* THE TASK *
The entries below are to be written out again without alteration.

* LISTED RECORDS *
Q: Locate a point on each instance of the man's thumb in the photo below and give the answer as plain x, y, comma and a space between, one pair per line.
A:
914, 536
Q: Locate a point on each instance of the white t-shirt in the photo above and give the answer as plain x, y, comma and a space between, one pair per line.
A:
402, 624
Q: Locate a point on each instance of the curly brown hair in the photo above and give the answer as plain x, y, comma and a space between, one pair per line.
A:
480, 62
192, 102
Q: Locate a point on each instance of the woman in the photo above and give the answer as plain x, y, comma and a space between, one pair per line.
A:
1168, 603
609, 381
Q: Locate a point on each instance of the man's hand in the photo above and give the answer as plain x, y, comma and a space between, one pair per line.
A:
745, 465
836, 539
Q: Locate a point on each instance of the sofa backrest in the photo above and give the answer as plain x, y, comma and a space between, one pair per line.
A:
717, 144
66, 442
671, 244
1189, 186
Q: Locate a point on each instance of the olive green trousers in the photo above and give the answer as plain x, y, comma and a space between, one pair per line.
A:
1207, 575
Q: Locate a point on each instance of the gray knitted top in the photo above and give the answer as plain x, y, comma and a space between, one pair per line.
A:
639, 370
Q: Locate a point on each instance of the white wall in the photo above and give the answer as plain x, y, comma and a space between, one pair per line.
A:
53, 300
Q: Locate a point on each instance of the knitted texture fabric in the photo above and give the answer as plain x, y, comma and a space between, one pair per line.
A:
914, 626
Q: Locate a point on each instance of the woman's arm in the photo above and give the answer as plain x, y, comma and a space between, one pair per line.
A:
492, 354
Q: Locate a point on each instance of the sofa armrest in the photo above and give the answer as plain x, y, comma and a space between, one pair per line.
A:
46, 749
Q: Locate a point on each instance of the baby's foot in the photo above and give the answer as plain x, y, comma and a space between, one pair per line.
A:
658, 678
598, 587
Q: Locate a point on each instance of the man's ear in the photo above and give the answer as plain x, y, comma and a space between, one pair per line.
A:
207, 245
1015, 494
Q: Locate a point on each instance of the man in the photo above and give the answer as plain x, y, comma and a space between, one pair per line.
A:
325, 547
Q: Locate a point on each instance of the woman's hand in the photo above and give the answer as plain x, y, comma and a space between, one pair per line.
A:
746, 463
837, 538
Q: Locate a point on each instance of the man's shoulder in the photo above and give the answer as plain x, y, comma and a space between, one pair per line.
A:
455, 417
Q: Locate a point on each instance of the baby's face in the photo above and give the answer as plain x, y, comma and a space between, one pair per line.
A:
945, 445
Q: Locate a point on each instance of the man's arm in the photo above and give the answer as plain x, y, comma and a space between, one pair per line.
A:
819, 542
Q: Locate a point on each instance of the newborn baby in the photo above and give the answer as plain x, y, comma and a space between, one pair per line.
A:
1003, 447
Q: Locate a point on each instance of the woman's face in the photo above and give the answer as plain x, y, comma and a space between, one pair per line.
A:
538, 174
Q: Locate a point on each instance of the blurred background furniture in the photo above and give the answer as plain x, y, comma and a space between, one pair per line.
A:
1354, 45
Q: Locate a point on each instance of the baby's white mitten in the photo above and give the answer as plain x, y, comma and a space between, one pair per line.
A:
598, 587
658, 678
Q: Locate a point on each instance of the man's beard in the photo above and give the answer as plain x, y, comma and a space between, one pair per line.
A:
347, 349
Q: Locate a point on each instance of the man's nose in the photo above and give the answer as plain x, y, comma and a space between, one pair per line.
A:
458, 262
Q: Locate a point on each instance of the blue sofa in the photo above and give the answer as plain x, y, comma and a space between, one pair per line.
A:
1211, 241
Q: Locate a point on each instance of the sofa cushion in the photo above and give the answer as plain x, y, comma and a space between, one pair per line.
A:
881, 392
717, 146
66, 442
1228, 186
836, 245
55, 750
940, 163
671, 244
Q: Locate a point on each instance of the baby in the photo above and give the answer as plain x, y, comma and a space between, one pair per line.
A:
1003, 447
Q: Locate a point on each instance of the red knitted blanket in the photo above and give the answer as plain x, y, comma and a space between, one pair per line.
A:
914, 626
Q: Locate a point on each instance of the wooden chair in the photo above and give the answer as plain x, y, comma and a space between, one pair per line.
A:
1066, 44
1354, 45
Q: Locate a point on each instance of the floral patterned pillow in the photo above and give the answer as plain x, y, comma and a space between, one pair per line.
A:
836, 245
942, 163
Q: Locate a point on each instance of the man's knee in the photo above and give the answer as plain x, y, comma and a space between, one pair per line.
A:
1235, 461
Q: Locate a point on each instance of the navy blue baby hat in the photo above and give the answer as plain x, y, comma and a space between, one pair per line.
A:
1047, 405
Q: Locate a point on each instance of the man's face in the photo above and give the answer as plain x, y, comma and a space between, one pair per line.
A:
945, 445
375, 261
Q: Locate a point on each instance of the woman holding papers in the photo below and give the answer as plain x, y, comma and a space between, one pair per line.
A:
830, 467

* CORRECT OUTPUT *
Q: Locate a point on each instance of the man's thumb in the photo below and give the answer as plain x, y, comma and a space between, one pair per line.
A:
914, 536
Q: Locate a point on each instance of the white t-shirt in the photo above and give the answer as plain x, y, comma and a space between, one pair per line.
A:
402, 624
Q: Locate a point on each instance of the curly brown hair in the photo above and give the answer as plain x, y, comma and a space between, one pair per line.
A:
480, 62
192, 102
Q: Locate a point on each instance of the woman in the photo above and give the answer as plain x, y, comma and a space between, one pair per line.
A:
1168, 603
609, 381
Q: Locate a point on each instance of the man's hand in the photo above and give the answer as plain x, y, comma and a space between, one pair per line.
A:
745, 465
836, 539
Q: Locate a point on each instance of the sofa backrest in the photo above and give the answer as plain x, y, comma and a space between, one pair per line.
A:
717, 144
66, 442
671, 244
1189, 186
Q: Locate a point on each instance of the olive green trousers in the photo above and give the answer as plain x, y, comma and a space between, one pair per line.
A:
1207, 575
Q: Locate a point on each instance of the gray knitted top in the photo above and give the answer as plain x, y, comma and a space between, one pair per line.
A:
639, 370
Q: Locate a point on each instance of the white wall in the photo above and give the answer as plain x, y, comma and a space between, one pair per line.
A:
53, 300
Q: Locate a point on each instance of the knitted texture fabric in the photo above and give the answer as plain x, y, comma and a space between, one pair per line.
A:
914, 626
Q: Locate a point on each instance of the woman's arm in the photo above and give the answer as plain x, y, comma and a space between, one pair per line.
A:
492, 354
Q: Locate a point on each instance of the sofa armrest in the photo above and give the answer as plain x, y, comma and a space between, one pair per line.
A:
46, 749
Q: Locate a point on each instance of the baby's foot in the photo above and give the answer as plain x, y, comma and a space between, one pair per line.
A:
658, 678
598, 587
Q: Locate a point on each instance of the man's ear in the photo above and give the answer as plain x, y, comma and a space between, one pair per line.
A:
207, 245
1015, 494
Q: Locate a point on each instance of the man in the photo above and give the answer as plain x, y, comma and a space between, one pair per line.
A:
325, 547
Q: Locate a point on each instance of the woman's hand in the photo above and give the answer as plain x, y, comma and a space between, one pair per line.
A:
746, 463
837, 538
Q: Locate a point on each instance of the man's shoulder in the photo above and give the answer as plain x, y, comma and a space between, one pair per line.
A:
455, 417
Q: Locate a point on each instance of the baby's face in the photo above and give the answer as plain x, y, comma and a space between, one pair per line.
A:
945, 445
Q: Locate a point on each instance of the man's arm in the photo above and give the answer as plain x, y, comma and a space between, one pair per line.
A:
819, 542
Q: Locate a point on each instance of the newborn baby in the photo above and give the answer as plain x, y, comma and a space between, one pair per line.
A:
1003, 447
Q: Locate a point on each instance of the woman's face in the photo above and give the answer as plain x, y, comma and a space between, one pair per line.
A:
538, 174
Q: Locate a point on each instance of the blurred background furniture in the photo above and give the answer as plain x, y, comma and a space between, one pair per line.
A:
1354, 45
Q: Locate a point on each instance of the baby's white mitten in the photo above and give the answer as plain x, y, comma and a space between, one pair per line.
A:
598, 587
658, 678
Q: Locate a point on each instance of the man's beard in the photo above and give the answer as plain x, y, comma and a space between, one pair per line.
A:
347, 349
Q: Locate a point on each instance of the man's nose in the photo above and give the answer as plain x, y, comma and a space between, one pair per line.
A:
458, 262
Q: Locate a point on each instance of the blue sofa in the photo above and give the answer as plain x, y, comma and a space between, one pair per line.
A:
1211, 241
Q: Locate a point on each instance of the sofa cushion in the photo above and give the answer as plain x, y, comma and a space between, one pair per line.
A:
881, 392
717, 146
66, 442
1228, 186
836, 245
55, 750
940, 163
671, 244
Q: Locate a point on each instance of the baby in the photo above and give the answer as plain x, y, comma and a space between, one pair per line.
A:
1003, 447
Q: Locate a point on each instance of the red knitted blanket in the photo above and give the answer as plain x, y, comma and a space between, one pair per line.
A:
914, 626
Q: Locate a point on each instance of the wooden chair in the photo above and give the answer as plain x, y, comma and a space between, one pair per line.
A:
1066, 44
1354, 45
Q: Locate a point on each instance of the floral patterned pillow in the photo above and give the answer as plain x, y, comma and a space between, one pair per line.
A:
836, 245
942, 163
Q: Locate a point on each instance of the man's knee in the photo above and give the answer as plain x, y, comma and a space between, one pair per line.
A:
1235, 461
Q: Locate a point on each instance of the navy blue baby hat in the photo above and give the answer as plain x, y, comma and a space between, one pair per line.
A:
1047, 405
Q: Locate a point on each instance of the man's face in the photo above and give the answer as plain x, y, comma and a space between, one pair per line.
A:
945, 445
375, 261
Q: Locate a point on each instance of the woman holding papers in the photo below and give the answer as plain x, y, comma and a space between, one pair per line.
A:
830, 467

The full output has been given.